• **SET PROBLEM**: Pick out and copy every line in the records below that contains the word "arched", matching uppercase and lowercase letters exactly.

========

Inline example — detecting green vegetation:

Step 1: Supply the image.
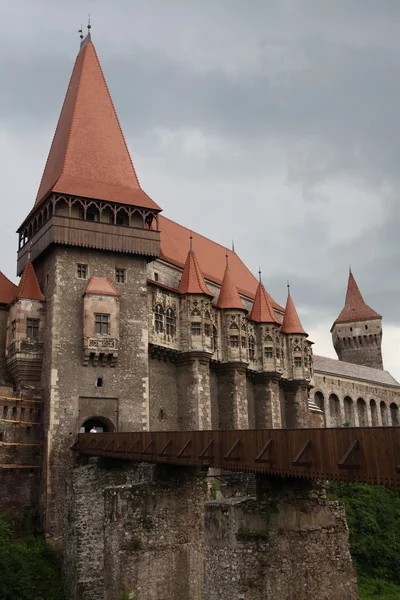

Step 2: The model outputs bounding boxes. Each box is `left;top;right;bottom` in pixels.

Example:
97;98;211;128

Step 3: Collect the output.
328;483;400;600
0;516;64;600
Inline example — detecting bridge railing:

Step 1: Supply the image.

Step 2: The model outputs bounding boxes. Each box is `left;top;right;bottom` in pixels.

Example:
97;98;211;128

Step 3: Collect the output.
73;427;400;486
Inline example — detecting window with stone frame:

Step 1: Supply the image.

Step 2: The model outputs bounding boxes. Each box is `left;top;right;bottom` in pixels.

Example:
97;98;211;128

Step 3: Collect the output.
115;267;126;283
264;346;274;358
26;319;39;341
76;263;88;279
191;321;201;335
165;308;176;335
94;313;110;335
154;304;164;333
249;335;256;360
229;335;239;348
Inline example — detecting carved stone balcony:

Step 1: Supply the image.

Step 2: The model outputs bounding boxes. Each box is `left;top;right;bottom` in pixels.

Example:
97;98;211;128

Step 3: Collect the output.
83;335;119;367
6;339;43;385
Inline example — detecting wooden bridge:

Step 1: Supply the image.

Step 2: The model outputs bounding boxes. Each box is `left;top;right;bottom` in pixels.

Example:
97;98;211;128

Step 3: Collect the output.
73;427;400;486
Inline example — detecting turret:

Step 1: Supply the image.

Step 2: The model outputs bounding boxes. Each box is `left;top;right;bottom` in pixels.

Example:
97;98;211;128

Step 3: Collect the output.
331;271;383;369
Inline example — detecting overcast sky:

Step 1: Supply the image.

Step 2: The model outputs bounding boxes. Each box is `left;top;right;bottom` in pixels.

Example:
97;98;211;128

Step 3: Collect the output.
0;0;400;379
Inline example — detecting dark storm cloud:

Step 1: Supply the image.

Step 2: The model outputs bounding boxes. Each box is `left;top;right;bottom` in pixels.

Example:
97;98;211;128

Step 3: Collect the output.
0;0;400;372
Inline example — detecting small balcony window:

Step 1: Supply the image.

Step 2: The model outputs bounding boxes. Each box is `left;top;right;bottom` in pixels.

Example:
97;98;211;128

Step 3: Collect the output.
229;335;239;348
264;346;274;358
191;323;201;335
115;269;126;283
76;263;88;279
94;313;110;335
26;319;39;341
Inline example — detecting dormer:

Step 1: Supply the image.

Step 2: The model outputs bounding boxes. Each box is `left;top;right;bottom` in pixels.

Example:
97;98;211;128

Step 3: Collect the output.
17;35;161;274
83;277;120;367
6;262;46;388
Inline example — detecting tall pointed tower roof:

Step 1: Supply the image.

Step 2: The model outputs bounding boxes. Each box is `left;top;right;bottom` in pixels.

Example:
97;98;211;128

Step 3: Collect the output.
334;270;382;325
35;34;161;210
217;264;245;310
281;293;308;335
178;248;214;296
14;262;45;300
250;280;280;325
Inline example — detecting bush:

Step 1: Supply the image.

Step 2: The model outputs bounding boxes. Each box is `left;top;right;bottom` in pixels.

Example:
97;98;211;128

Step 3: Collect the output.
0;516;64;600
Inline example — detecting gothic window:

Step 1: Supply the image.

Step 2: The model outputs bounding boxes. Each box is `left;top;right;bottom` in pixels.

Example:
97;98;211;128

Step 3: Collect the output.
165;308;175;335
264;346;274;358
26;319;39;340
115;268;126;283
76;263;87;279
249;335;256;360
94;313;110;335
154;304;164;333
229;335;239;348
192;323;201;335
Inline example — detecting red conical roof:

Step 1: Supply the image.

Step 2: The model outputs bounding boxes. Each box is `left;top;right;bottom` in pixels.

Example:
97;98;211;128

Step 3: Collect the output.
35;35;160;210
250;281;280;325
334;271;382;324
217;266;244;309
281;295;308;335
85;277;121;296
0;271;18;304
14;262;45;300
178;250;214;296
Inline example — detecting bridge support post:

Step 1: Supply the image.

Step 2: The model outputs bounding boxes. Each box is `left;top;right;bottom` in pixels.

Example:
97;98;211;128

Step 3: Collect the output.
204;476;358;600
254;373;282;429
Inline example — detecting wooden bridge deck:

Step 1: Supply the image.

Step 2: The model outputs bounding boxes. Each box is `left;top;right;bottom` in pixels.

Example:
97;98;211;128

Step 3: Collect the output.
73;427;400;486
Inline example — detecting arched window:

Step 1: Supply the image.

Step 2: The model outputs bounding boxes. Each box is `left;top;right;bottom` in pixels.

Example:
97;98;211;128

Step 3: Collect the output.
154;304;164;333
369;400;379;427
165;308;176;335
390;402;399;427
249;335;256;360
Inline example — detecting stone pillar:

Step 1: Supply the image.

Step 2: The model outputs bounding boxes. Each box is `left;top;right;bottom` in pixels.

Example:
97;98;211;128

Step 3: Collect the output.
284;381;310;429
204;476;358;600
178;352;211;430
218;363;249;429
254;373;282;429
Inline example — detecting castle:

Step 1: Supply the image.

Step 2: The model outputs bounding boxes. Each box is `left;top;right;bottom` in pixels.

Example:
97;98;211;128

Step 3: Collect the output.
0;34;400;545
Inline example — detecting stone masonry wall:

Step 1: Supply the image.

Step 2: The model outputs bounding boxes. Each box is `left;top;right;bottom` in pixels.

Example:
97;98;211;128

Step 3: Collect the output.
205;477;358;600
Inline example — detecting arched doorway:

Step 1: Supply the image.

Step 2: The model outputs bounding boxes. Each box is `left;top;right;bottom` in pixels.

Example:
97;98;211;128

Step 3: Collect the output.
79;416;115;433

========

• **SOLUTION**:
Inline example — detecting arched window:
Inline example — detecting arched doorway:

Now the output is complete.